● **Instructions for the task**
Go through the listing and return every line with "blue" in it.

*** Data listing Section Begins ***

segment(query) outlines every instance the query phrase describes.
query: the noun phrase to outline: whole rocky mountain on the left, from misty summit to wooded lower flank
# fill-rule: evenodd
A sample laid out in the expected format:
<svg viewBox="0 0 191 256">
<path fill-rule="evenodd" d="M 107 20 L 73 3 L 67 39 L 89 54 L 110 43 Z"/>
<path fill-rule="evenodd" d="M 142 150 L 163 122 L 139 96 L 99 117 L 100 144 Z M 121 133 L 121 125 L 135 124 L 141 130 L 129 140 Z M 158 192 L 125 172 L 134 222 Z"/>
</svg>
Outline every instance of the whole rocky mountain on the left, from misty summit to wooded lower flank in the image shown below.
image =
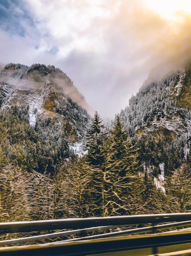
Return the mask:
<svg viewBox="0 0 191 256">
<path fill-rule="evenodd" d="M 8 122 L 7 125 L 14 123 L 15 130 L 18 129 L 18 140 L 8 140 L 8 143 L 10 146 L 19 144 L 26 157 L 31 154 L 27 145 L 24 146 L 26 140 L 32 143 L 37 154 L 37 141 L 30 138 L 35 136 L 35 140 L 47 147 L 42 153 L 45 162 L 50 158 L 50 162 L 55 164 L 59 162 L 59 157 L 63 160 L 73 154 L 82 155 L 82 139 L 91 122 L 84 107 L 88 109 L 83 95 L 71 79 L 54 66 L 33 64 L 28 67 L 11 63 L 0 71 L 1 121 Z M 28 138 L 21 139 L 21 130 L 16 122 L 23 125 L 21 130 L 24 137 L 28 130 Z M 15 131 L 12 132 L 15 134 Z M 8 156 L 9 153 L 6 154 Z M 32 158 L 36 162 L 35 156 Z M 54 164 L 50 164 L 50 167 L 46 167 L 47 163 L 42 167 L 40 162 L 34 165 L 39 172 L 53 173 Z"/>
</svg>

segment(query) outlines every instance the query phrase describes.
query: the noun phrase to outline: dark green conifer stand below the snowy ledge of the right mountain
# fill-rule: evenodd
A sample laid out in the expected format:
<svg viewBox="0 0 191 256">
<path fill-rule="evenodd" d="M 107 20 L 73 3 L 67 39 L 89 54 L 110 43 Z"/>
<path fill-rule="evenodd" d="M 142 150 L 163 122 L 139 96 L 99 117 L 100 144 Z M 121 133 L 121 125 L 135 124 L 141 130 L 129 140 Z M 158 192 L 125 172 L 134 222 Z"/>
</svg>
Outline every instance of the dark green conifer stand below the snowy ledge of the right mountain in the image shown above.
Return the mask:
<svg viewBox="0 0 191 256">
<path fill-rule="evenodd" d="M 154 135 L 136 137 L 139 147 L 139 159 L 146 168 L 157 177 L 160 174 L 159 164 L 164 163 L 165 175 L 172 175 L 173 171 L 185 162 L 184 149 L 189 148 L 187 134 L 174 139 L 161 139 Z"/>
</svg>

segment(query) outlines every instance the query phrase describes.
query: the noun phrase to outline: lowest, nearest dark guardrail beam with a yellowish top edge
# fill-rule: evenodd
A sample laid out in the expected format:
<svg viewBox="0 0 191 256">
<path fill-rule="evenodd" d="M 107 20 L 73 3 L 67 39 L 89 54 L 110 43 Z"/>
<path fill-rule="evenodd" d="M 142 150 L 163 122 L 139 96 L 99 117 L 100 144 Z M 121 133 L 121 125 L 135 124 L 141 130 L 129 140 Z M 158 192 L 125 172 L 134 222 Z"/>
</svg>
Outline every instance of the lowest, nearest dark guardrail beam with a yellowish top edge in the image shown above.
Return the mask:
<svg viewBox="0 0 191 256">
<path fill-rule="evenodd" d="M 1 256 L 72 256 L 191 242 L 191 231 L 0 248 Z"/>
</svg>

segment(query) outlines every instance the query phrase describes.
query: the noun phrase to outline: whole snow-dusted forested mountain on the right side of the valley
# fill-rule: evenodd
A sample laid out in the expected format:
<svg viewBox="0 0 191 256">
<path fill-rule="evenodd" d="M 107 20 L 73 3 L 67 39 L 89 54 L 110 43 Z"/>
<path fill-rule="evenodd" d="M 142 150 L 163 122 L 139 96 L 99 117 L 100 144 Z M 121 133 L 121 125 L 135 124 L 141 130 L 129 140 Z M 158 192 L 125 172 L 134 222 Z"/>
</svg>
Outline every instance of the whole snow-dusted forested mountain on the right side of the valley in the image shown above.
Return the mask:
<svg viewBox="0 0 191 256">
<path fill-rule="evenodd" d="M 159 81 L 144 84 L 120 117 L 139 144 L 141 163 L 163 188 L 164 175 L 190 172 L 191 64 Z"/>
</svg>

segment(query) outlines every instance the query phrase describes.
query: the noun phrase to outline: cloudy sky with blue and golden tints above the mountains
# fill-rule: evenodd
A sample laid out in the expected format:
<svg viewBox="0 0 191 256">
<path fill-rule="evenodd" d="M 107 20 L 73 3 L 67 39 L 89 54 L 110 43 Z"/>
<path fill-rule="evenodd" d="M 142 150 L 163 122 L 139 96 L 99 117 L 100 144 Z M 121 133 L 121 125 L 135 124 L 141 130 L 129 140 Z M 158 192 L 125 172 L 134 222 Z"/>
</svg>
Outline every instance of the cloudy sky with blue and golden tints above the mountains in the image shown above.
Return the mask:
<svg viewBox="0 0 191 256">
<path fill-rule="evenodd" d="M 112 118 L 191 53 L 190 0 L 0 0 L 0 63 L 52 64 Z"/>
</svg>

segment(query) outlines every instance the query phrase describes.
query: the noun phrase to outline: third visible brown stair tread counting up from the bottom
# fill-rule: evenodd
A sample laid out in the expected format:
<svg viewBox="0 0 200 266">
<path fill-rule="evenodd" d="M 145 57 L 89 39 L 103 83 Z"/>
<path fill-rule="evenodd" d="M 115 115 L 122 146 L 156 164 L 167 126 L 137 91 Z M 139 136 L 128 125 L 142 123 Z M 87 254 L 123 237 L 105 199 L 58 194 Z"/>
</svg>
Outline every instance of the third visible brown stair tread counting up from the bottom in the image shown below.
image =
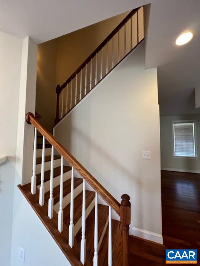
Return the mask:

*** Data listing Section Ends ***

● **Written response**
query: the noun phrase to outline: cloudy sky with blue and golden tints above the mountains
Outline every instance of the cloudy sky with blue and golden tints above the mountains in the image shown above.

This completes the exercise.